§ **Istruzioni**
Per favore, scrivi il seguito dell'articolo sulla pistola usata come fermacarte, partendo dopo la sua ultima frase.

§ **Brano da leggere**
------------
Carabinieri
Viterbo – (sil.co.) – Chiama i carabinieri per un furto in casa, i militari effettuano un sopralluogo nell’abitazione e trovano una pistola “clandestina” in bella vista, usata come fermacarte su una scrivania. Era il 2015 e il processo a carico dell’uomo, finito davanti al giudice penale per l’illecita detenzione dell’arma, si è chiuso soltanto ieri, dopo sette anni.
Il processo si è chiuso con l’assoluzione piena, perché quella pistola non poteva avere in effetti avere altra funzione che quella di fermacarte, come sottolineato dalla stessa accusa, dal difensore Marco Valerio Mazzatosta e dal consulente di parte, il professor Martino Farneti, che ha illustrato in aula l’esito della sua perizia sul corpo del reato.
“Più fermacarte che rivoltella”, ha convenuto il giudice assolvendo perché il fatto non sussiste l’imputato.
“Si tratta di un’arma storica – ha spiegato Farneti – una rivoltella a tamburo di vecchia fabbricazione statunitense, prodotta tra il 1888 e il 1897 dalla ‘Harrington & Richardson’, sullo stile delle colt dei film western ma più piccola, da utilizzare come arma da difesa personale, che si carica a polvere nera, con delle grosse cartucce da 11 millimetri, calibro 455 centesimi di pollice. Funziona meccanicamente e fa la fumata nera come nei film”.
------------
§ **Voci fornite**
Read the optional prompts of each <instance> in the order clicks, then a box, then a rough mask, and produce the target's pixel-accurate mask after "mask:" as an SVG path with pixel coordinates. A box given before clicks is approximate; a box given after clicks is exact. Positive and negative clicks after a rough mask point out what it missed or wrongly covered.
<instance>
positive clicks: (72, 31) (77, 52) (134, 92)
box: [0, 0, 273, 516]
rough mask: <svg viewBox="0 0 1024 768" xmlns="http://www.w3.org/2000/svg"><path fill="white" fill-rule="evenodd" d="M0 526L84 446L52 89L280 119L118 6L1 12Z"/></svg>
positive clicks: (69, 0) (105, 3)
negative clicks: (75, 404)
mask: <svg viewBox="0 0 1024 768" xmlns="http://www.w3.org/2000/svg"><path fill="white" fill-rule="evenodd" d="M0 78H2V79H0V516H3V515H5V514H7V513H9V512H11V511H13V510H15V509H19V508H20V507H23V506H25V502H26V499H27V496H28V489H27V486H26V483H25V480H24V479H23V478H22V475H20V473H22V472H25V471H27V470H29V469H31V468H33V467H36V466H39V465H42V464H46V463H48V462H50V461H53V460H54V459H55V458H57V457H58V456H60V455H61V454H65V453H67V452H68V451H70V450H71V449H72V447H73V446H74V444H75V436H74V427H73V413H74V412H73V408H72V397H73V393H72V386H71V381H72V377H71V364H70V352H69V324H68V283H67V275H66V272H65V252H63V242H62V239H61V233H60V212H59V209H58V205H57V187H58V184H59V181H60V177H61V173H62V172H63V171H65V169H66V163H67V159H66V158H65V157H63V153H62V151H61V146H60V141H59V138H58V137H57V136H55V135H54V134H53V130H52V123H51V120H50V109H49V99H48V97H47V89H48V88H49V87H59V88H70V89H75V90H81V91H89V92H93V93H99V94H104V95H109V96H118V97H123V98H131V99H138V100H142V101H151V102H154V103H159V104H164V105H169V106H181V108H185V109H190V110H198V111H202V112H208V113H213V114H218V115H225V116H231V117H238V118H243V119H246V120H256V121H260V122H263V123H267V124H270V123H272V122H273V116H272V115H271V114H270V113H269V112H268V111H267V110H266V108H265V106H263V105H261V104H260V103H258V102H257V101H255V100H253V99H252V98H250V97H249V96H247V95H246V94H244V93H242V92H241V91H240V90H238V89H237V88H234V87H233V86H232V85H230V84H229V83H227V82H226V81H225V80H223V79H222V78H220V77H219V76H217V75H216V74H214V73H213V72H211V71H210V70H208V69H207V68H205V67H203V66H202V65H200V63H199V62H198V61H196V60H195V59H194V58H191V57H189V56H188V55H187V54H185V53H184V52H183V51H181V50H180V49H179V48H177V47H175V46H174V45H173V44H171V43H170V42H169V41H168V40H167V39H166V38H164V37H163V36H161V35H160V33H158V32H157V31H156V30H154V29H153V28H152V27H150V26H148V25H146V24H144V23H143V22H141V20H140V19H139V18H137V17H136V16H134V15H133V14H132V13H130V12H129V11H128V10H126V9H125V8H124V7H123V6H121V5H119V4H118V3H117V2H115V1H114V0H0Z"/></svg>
------------
§ **Risposta al quesito**
“Non c’è il numero di matricola perché, trattandosi di un’arma antica, precedente al 1890, non era ancora obbligatorio. E’ fabbricata con vecchi metalli, non resistenti alle moderne cartucce. Secondo me è perfettamente funzionante, ma non ho potuto provarla”. ha proseguito l’esperto, spiegando poi perché.
Il perito balistico Martino Farneti
“A parte la canna arrugginita per cui sarebbe pericoloso sparare senza prima restaurarla – ha spiegato l’esperto di balistica – a casa del proprietario non c’erano munizioni e i suoi proiettili non si trovano in commercio”.
“In Italia c’è solo la ditta Fiocchi munizioni di Lecco che li produce su richiesta, una- due volte all’anno, ma solo se ha un numero adeguato di prenotazioni da parte dei possessori di armi antiche”.
L’imputato avrebbe avuto solo l’obbligo di denunciarne il possesso. “Si possono tenere fino a 8 armi antiche, dopo di che scatta la ‘collezione'”, ha spiegato il professor Farneti.
“Un arnese difficile da associare a un revolver”, hanno convenuto accusa, difesa e il giudice Massini. Sarò restituita all’imputato, che potrà tornare a usarla come fermacarte.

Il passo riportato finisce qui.